Exercise description:
Copy out the stretch of items from the start through the line that contains "[[86, 100], [510, 115]]", requests included, and offset every coordinate in the answers by adding 64 to it.

Records for the task:
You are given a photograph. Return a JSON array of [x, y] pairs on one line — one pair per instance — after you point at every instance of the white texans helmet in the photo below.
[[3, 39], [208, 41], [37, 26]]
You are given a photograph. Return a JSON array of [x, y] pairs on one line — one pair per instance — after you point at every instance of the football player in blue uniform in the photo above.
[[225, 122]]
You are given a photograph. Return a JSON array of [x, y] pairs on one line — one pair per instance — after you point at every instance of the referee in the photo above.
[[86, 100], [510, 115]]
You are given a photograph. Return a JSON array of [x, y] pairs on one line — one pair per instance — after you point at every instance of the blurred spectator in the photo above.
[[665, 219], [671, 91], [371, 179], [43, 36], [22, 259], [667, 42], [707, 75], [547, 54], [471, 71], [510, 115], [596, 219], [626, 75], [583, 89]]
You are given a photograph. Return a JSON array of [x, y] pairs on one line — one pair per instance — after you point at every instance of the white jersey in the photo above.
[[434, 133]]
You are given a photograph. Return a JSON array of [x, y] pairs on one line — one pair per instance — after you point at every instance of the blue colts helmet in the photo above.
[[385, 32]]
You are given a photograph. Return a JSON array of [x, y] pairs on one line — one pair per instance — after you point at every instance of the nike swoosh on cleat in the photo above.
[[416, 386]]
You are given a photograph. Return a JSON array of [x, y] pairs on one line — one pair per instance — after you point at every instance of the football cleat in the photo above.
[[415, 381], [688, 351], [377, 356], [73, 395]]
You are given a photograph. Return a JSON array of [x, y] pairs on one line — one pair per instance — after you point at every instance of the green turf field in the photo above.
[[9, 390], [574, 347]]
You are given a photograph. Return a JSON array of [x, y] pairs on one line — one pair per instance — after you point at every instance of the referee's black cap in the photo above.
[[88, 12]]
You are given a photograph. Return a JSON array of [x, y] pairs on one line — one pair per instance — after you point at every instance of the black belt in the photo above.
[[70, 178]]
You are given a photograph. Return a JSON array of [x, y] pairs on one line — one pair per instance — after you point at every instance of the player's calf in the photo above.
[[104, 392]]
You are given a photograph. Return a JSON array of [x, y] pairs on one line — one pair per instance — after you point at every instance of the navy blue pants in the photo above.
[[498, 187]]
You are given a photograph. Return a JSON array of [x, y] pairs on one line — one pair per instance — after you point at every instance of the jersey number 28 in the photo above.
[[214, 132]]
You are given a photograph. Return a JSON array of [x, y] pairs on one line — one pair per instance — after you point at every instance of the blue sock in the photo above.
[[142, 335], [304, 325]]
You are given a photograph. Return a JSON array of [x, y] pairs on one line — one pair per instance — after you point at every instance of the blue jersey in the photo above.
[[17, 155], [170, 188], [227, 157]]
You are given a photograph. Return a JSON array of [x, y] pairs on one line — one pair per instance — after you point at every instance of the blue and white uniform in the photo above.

The completed task:
You are given a photograph. Return a JSON array of [x, y] pairs on one line — one pair per instance — after you point at every instance of the white texans helmet in the photo below.
[[67, 103], [272, 105], [101, 90]]
You are given a photograph. Return a JSON array of [x, y] pairs on one line — one pair per instance — after you point at every instance of the football player in blue uniform in the photo above.
[[289, 186]]
You are given a photograph. Return a JSON array of [x, y] pairs on one line — one pair per instance — after you point at every instance of the referee in the photo above.
[[150, 164], [574, 179]]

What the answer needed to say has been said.